Tu objetivo:
Copia sin alteraciones el fragmento del texto sobre Llanquihue que va desde "El hombre perdido" hasta "desde la infancia.".

Texto proporcionado:
El hombre perdido
Llanquihue es una ciudad en la región de Los Lagos de la Patagonia chilena. Aunque no está en el extremo sur del país, ese que se rompe en islas cercanas al polo, su paisaje de exuberante frialdad no parece de esta Tierra. Llanquihue, en lengua mapudungun, significa sumergirse en el agua, y ese nombre refiere también a uno de los lagos más grandes de Chile. Frente a la ciudad, que no se ve tan lejana desde la otra orilla del lago, uno puede perderse entre la vegetación, y si quiere, hasta puede esconderse de las miradas ajenas y que uno siente insidiosas. Claro, la ciudad está al alcance de la mano si uno la necesita, pero qué es lo que puede necesitar uno de una ciudad cuando a uno le arrancaron el cuerpo desde la infancia.
Memo vive con el tío Braulio desde hace mucho tiempo. Mucho tiempo son muchos años, quizás toda la vida. Para Memo el pasado quedó tan lejos como en otra geografía, pero el tiempo es autónomo y siempre constante; podría decirse que por eso, porque cada día el tiempo se empeña en repetir la sensación de su curso, Memo sigue atado a la niñez. Ahora es un hombre, un hombre muy gordo que se esconde bajo un capote desteñido y no habla, o dice tan poco que ni siquiera altera el silencio. En la niñez su padre le quitó la voz para vendérsela a un chico que se veía mucho mejor que él frente a las cámaras de la televisión, un chico que luego se convirtió en una estrella rutilante, así que para qué hablar ahora. El tío Braulio quizás no sepa del todo por qué Memo permanece tan callado junto a él, pero cómo no imaginárselo y darle el beso de las buenas noches en la frente a su sobrino. A Memo se le nota el sufrimiento desde la primera impresión. Entonces, se le puede perdonar que se meta en las casas ajenas a ver cómo viven los demás cuando los demás no están allí. Memo es una gacela, es delicado y gentil. Y cuando canta hasta puede ser, y sentirse, hermoso.

Datos proporcionados:
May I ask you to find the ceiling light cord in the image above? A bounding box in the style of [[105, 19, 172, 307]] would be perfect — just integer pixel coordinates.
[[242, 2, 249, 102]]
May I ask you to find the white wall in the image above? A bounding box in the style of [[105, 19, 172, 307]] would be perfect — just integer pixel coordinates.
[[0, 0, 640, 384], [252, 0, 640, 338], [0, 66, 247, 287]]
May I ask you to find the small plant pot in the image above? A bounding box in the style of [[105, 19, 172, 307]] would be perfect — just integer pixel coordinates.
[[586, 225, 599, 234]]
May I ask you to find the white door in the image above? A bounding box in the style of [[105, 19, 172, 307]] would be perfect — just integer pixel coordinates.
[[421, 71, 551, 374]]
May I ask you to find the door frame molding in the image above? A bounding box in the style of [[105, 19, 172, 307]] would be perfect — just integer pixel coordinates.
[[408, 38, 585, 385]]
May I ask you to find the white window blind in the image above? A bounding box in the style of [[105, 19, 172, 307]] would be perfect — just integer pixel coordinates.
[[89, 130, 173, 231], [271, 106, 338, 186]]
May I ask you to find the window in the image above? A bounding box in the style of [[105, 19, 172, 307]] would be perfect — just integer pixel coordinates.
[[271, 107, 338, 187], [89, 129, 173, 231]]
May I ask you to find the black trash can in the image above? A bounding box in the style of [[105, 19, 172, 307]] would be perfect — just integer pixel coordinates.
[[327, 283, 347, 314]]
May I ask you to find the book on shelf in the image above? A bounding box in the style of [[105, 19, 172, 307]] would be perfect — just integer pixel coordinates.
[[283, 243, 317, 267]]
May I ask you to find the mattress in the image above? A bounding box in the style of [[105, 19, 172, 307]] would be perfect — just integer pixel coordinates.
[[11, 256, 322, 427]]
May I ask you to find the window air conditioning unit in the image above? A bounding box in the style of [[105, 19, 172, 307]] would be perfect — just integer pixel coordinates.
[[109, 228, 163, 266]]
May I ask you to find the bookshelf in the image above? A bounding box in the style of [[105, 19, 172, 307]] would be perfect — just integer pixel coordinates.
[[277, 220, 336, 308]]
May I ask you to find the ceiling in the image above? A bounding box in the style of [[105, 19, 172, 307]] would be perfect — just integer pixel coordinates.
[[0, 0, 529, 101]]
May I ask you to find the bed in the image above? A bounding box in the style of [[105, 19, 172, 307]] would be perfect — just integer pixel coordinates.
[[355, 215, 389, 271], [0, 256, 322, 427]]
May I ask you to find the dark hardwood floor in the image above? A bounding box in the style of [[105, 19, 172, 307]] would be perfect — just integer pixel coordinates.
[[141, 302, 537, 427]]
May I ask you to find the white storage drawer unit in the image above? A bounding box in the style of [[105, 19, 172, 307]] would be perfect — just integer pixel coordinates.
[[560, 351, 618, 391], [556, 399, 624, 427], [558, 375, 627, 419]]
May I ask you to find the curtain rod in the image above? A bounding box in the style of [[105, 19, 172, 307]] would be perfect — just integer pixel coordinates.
* * *
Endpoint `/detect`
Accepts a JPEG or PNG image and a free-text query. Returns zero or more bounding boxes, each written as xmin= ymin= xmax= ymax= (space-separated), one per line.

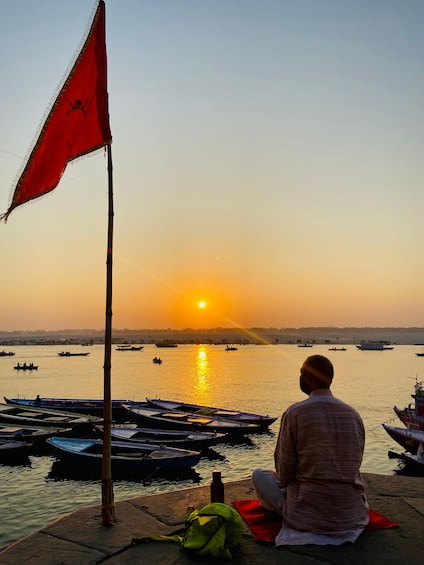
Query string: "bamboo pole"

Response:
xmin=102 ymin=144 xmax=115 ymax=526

Respuesta final:
El hombre perdido
Llanquihue es una ciudad en la región de Los Lagos de la Patagonia chilena. Aunque no está en el extremo sur del país, ese que se rompe en islas cercanas al polo, su paisaje de exuberante frialdad no parece de esta Tierra. Llanquihue, en lengua mapudungun, significa sumergirse en el agua, y ese nombre refiere también a uno de los lagos más grandes de Chile. Frente a la ciudad, que no se ve tan lejana desde la otra orilla del lago, uno puede perderse entre la vegetación, y si quiere, hasta puede esconderse de las miradas ajenas y que uno siente insidiosas. Claro, la ciudad está al alcance de la mano si uno la necesita, pero qué es lo que puede necesitar uno de una ciudad cuando a uno le arrancaron el cuerpo desde la infancia.